= Written exercise 1 =
From the filing below, list each rule named in the check boxes for whether the Form 8-K also satisfies other filing obligations, with its CFR citation.

= Selected passage =
SECURITIES AND EXCHANGE COMMISSION
Washington, D.C. 20549
Amendment No. 1 to
Pursuant to Section 13 or 15(d) of the Securities Exchange Act of 1934
Date of Report (Date of earliest event reported): July 22, 2020
DPW HOLDINGS, INC.
(Exact name of registrant as specified in its charter)
|(State or other jurisdiction of incorporation or organization)||(Commission File Number)||(I.R.S. Employer Identification No.)|
201 Shipyard Way, Suite E, Newport Beach, CA 92663
(Address of principal executive offices) (Zip Code)
(Registrant's telephone number, including area code)
Check the appropriate box below if the Form 8-K filing is intended to simultaneously satisfy the filing obligation of the registrant under any of the following provisions:
o Written communications pursuant to Rule 425 under the Securities Act (17 CFR 230.425)
o Soliciting material pursuant to Rule 14a-12 under the Exchange Act (17 CFR 240.14a-12)
o Pre-commencement communications pursuant to Rule 14d-2(b) under the Exchange Act (17 CFR 240.14d-2(b))
o Pre-commencement communications pursuant to Rule 13e-4(c) under the Exchange Act (17 CFR 240.13e-4(c))
Securities registered pursuant to Section 12(b) of the Act:
|Title of each class||
|Name of each exchange on which registered|
|Common Stock, $0.001 par value||DPW||NYSE American|
Indicate by check mark whether the registrant is an emerging growth company as defined in Rule 405 of the Securities Act of 1933 (§230.405 of this chapter) or Rule 12b-2 of the Securities Exchange Act of 1934 (§240.12b-2 of this chapter).
Emerging growth company o
If an emerging growth company, indicate by check mark if the registrant has elected not to use the extended transition period for complying with any new or revised financial accounting standards provided pursuant to Section 13(a) of the Exchange Act. o
This Amendment No. 1 on Form 8-K/A (the “Amended Current Report”) amends the Current Report on Form 8-K of DPW Holdings, Inc. (then known as Digital Power Corporation) originally filed with the Securities and Exchange Commission on February 10, 2020 (the “Prior Filing”). Its sole purpose is to disclose an amendment to the Exchange Agreement (as defined below).
Other than the foregoing, this Amended Current Report speaks as of the original date of the Prior Filing, does not reflect events that may have occurred subsequent to the date of the Prior Filing and does not modify or update in any way disclosures made in the Prior Filing
|Item 1.01||Entry into a Material Definitive Agreement.|
On February 10, 2020, DPW Holdings, Inc., a Delaware corporation (the “Company”), entered into a Master Exchange Agreement (the “Exchange Agreement”) with an entity (the “Creditor”) that acquired approximately $4.2 million dollars in principal amount, plus accrued but unpaid interest, of certain promissory notes that had been previously issued by the Company to Dominion Capital, LLC, a Connecticut limited liability company (the “Dominion Note”) and the Canadian Special Opportunity Fund, LP (the “CSOF Note” and with the Dominion Note, the “Purchased Notes”) in separate transactions. The Creditor also agreed to purchase additional notes up to an additional principal amount, plus accrued but unpaid interest, of $3.5 million (the “Additional Notes” and collectively, with the Purchased Notes, the “Notes”), prior to the second pricing period (the “Second Purchase”). Pursuant to the Exchange Agreement, the Creditor has the unilateral right to acquire, among other things set forth therein, shares of the Company’s common stock (the “Exchange Shares”) in exchange for the Notes, which Notes evidenced an aggregate of up to approximately $7.7 million of indebtedness of the Company.

= Dataset content =
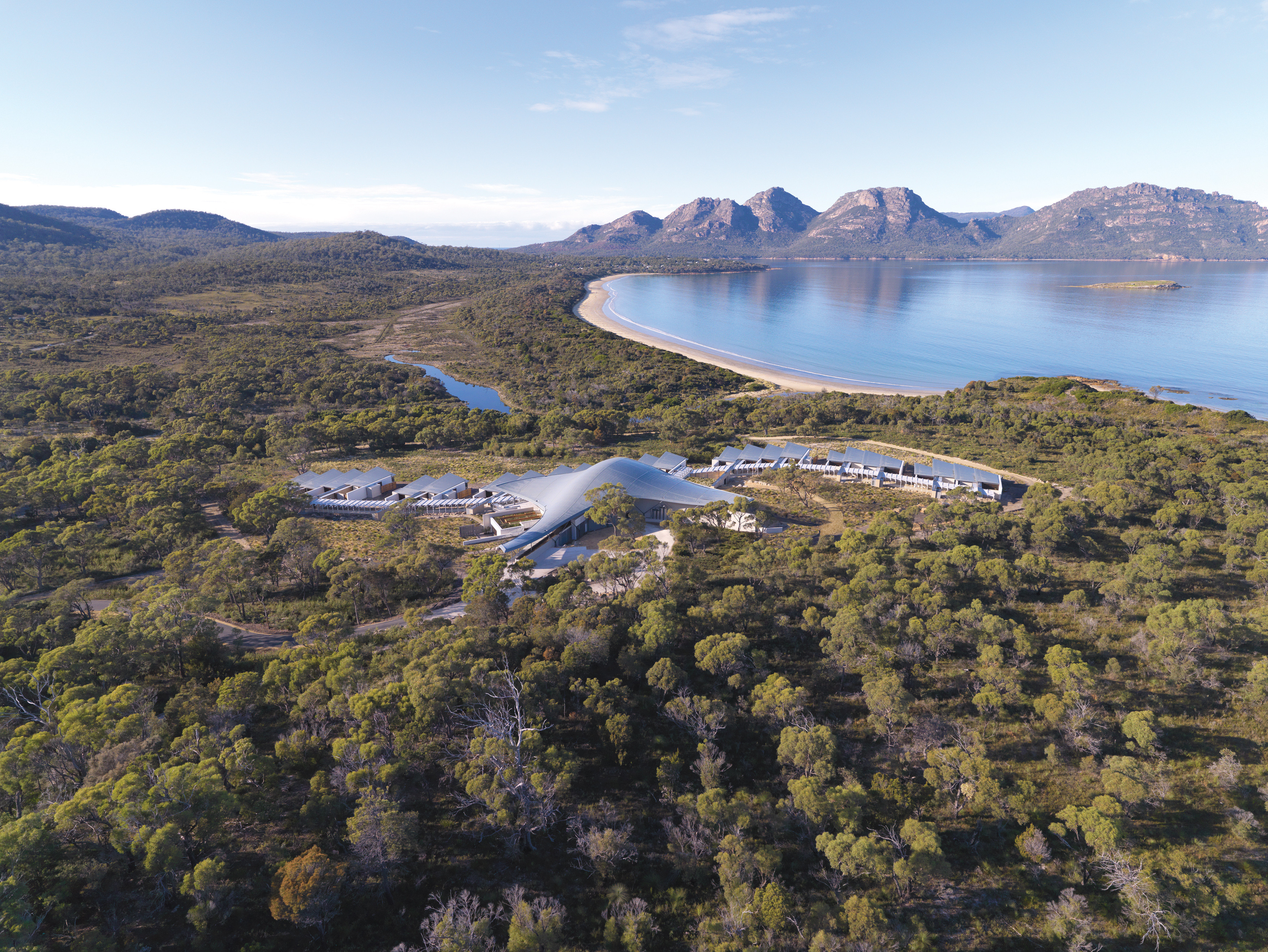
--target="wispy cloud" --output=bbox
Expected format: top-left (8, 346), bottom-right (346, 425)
top-left (545, 49), bottom-right (599, 70)
top-left (0, 170), bottom-right (668, 236)
top-left (470, 182), bottom-right (541, 195)
top-left (651, 60), bottom-right (733, 89)
top-left (527, 0), bottom-right (806, 113)
top-left (625, 7), bottom-right (799, 49)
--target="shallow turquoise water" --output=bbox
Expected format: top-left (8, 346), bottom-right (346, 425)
top-left (605, 260), bottom-right (1268, 417)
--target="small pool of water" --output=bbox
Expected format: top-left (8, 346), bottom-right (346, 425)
top-left (384, 351), bottom-right (511, 413)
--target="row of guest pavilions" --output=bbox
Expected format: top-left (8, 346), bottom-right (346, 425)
top-left (285, 443), bottom-right (1003, 551)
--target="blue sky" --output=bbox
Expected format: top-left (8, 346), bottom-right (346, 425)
top-left (0, 0), bottom-right (1268, 246)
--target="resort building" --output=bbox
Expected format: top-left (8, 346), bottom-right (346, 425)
top-left (468, 454), bottom-right (736, 555)
top-left (705, 443), bottom-right (1003, 499)
top-left (293, 466), bottom-right (395, 501)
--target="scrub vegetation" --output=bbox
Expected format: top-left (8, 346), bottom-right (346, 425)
top-left (0, 222), bottom-right (1268, 952)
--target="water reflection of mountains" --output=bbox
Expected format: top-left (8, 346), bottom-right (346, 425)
top-left (617, 259), bottom-right (1268, 416)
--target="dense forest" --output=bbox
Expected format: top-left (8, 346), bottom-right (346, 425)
top-left (0, 218), bottom-right (1268, 952)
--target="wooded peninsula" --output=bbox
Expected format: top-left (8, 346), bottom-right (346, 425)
top-left (0, 207), bottom-right (1268, 952)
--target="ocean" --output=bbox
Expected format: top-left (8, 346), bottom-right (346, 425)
top-left (605, 260), bottom-right (1268, 418)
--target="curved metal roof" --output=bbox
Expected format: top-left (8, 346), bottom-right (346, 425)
top-left (498, 456), bottom-right (736, 551)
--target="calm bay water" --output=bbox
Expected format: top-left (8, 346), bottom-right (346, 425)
top-left (605, 260), bottom-right (1268, 417)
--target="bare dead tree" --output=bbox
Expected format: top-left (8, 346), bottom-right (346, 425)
top-left (1096, 849), bottom-right (1171, 949)
top-left (454, 668), bottom-right (567, 852)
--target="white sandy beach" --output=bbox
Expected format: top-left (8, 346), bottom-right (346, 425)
top-left (573, 274), bottom-right (941, 397)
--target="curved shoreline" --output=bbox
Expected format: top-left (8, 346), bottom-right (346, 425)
top-left (572, 272), bottom-right (942, 397)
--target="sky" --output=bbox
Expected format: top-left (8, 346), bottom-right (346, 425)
top-left (0, 0), bottom-right (1268, 247)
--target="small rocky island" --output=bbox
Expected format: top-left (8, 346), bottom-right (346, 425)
top-left (1071, 281), bottom-right (1184, 290)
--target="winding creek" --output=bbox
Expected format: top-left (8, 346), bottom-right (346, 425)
top-left (384, 351), bottom-right (512, 413)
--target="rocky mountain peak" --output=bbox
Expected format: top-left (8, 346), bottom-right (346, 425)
top-left (744, 185), bottom-right (819, 233)
top-left (664, 198), bottom-right (758, 241)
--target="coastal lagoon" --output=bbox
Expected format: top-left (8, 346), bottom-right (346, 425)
top-left (384, 350), bottom-right (511, 413)
top-left (604, 260), bottom-right (1268, 417)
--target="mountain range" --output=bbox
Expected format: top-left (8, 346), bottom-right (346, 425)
top-left (10, 182), bottom-right (1268, 260)
top-left (512, 182), bottom-right (1268, 260)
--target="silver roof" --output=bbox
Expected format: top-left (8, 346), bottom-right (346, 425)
top-left (846, 446), bottom-right (903, 473)
top-left (293, 466), bottom-right (392, 489)
top-left (932, 459), bottom-right (999, 486)
top-left (427, 473), bottom-right (467, 494)
top-left (500, 456), bottom-right (736, 551)
top-left (397, 475), bottom-right (436, 494)
top-left (652, 453), bottom-right (687, 473)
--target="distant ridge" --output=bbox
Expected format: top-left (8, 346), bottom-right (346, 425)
top-left (510, 182), bottom-right (1268, 260)
top-left (0, 205), bottom-right (104, 245)
top-left (942, 205), bottom-right (1035, 224)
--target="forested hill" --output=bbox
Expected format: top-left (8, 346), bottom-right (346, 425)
top-left (516, 182), bottom-right (1268, 260)
top-left (7, 205), bottom-right (330, 255)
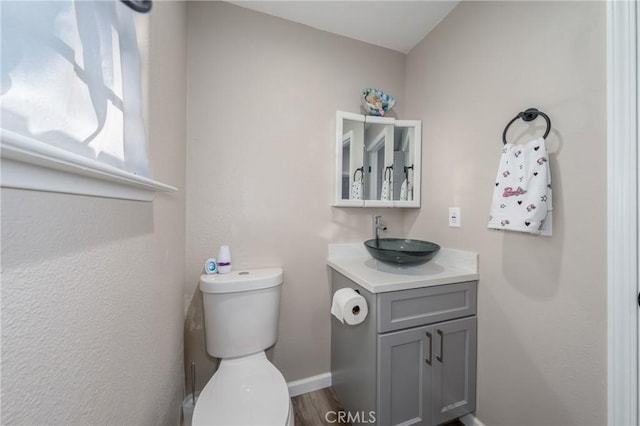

= Written exercise 2 =
Reproduce the stretch of the rows from their start through the line containing "top-left (0, 222), bottom-right (1268, 952)", with both ends included. Leave the pictures out.

= Exercise answer 1 =
- Rule 425 under the Securities Act (17 CFR 230.425)
- Rule 14a-12 under the Exchange Act (17 CFR 240.14a-12)
- Rule 14d-2(b) under the Exchange Act (17 CFR 240.14d-2(b))
- Rule 13e-4(c) under the Exchange Act (17 CFR 240.13e-4(c))

= Exercise answer 2 =
--target="wispy cloud" --output=bbox
Expected format: top-left (8, 346), bottom-right (346, 425)
top-left (545, 49), bottom-right (599, 70)
top-left (0, 170), bottom-right (668, 236)
top-left (470, 182), bottom-right (541, 195)
top-left (651, 60), bottom-right (733, 89)
top-left (527, 0), bottom-right (806, 113)
top-left (625, 7), bottom-right (799, 49)
--target="shallow turquoise water" --output=bbox
Expected format: top-left (8, 346), bottom-right (346, 425)
top-left (605, 260), bottom-right (1268, 417)
--target="small pool of water" --output=bbox
Expected format: top-left (8, 346), bottom-right (346, 425)
top-left (384, 351), bottom-right (511, 413)
--target="row of guest pavilions" --output=bbox
Expected format: top-left (8, 346), bottom-right (346, 425)
top-left (285, 443), bottom-right (1003, 551)
--target="blue sky" --output=bbox
Expected format: top-left (8, 346), bottom-right (346, 425)
top-left (0, 0), bottom-right (1268, 246)
--target="resort building" --output=bbox
Expected format: top-left (8, 346), bottom-right (346, 425)
top-left (468, 454), bottom-right (736, 555)
top-left (705, 443), bottom-right (1003, 499)
top-left (293, 466), bottom-right (395, 501)
--target="scrub vegetation" --output=bbox
Expected format: top-left (8, 346), bottom-right (346, 425)
top-left (0, 222), bottom-right (1268, 952)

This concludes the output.